TEXT FOR ANALYSIS »

WAS: net: tx timeouts with skge, 8139too, dmfe drivers/NICs
Hi all,
I am observing rare freezes(blocking) of eth0 with:
NETDEV WATCHDOG: eth0: transmit timed out
in dmesg output.
The problem has been already described in a previous message:
http://lkml.org/lkml/2008/2/25/312
with some additional observations, as described in:
http://lkml.org/lkml/2008/3/12/96
Recently I found that the IRQ# used by the driver/NIC has been
somehow disabled/masked at the IO-APIC, blocking the interrupts to
the driver irq_handler, so the messages: NETDEV WATCHDOG....
Pitting:
disable_irq(_nosync)(irq#);
enable_irq(irq#);
in the dev->tx_timeout() method restores the working state of eth0,
(at least for skge), so the interface now works posting (sometimes)
NETDEV WATCHDOG: eth0: transmit timed out
messages in the log.
If I EXPORT_SYMBOL(irq_desc) (from kernel/irq/handle.c)
I am able to restore the working state of the eth0 interface with
(irq_desc + irq#)->chip->enable(irq#)
or
(irq_desc + irq#)->chip->unmask(irq#)
(properly locked), instead of disable/enable_irq(irq#),
Just for info the driver irq_handler always return IRQ_HANDLED and never
(verified) IRQ_NONE, so the irq# is not disabled due to unhandled irqs -
yes the driver declares IRQF_SHARED, but is the only one on this irq#
(as viewed in /proc/interrupts).
The system is runing kernel-2.6.14.3-SMP (AMD64 X2) on Asus A7V Deluxe
Am I observing IRQ locking/rice condition OUT of net driver?
All suggestions for further investigation are wellcome.
Marin Mitov

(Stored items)
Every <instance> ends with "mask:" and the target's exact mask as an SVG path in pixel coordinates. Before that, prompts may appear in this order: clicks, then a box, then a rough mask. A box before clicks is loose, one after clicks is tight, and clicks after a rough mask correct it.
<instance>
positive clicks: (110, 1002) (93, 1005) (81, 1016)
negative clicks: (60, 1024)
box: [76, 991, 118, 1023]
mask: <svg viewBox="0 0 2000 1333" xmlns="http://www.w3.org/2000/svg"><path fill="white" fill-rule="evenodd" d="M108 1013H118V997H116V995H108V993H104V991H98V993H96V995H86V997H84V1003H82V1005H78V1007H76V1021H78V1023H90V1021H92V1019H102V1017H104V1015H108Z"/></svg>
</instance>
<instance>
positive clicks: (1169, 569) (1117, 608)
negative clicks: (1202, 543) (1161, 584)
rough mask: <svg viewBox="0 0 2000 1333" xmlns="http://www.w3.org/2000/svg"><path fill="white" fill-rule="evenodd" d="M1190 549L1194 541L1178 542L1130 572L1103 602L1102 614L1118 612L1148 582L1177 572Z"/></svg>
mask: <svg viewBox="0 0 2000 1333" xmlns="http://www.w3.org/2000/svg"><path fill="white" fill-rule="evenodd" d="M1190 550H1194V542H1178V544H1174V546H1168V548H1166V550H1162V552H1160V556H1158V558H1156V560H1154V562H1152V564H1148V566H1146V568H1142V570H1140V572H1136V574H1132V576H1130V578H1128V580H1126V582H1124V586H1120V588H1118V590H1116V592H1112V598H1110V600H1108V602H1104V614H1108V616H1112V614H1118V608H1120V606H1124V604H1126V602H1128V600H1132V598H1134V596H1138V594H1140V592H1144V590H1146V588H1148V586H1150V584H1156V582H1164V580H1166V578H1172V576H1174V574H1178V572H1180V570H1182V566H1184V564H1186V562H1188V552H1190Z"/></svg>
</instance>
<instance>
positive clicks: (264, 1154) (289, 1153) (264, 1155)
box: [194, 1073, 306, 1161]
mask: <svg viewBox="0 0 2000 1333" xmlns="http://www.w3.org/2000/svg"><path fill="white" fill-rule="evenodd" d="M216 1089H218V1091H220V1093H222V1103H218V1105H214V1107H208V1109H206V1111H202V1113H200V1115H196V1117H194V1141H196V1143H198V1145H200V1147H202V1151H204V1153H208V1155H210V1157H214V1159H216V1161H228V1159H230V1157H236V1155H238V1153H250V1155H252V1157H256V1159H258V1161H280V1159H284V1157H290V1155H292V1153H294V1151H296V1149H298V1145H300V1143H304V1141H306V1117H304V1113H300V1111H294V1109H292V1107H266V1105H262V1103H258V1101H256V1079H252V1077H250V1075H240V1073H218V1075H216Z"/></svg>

PROBLEM STATEMENT » List every network driver named in the post about transmit timeouts.

EXERCISE RESULT » skge, 8139too, dmfe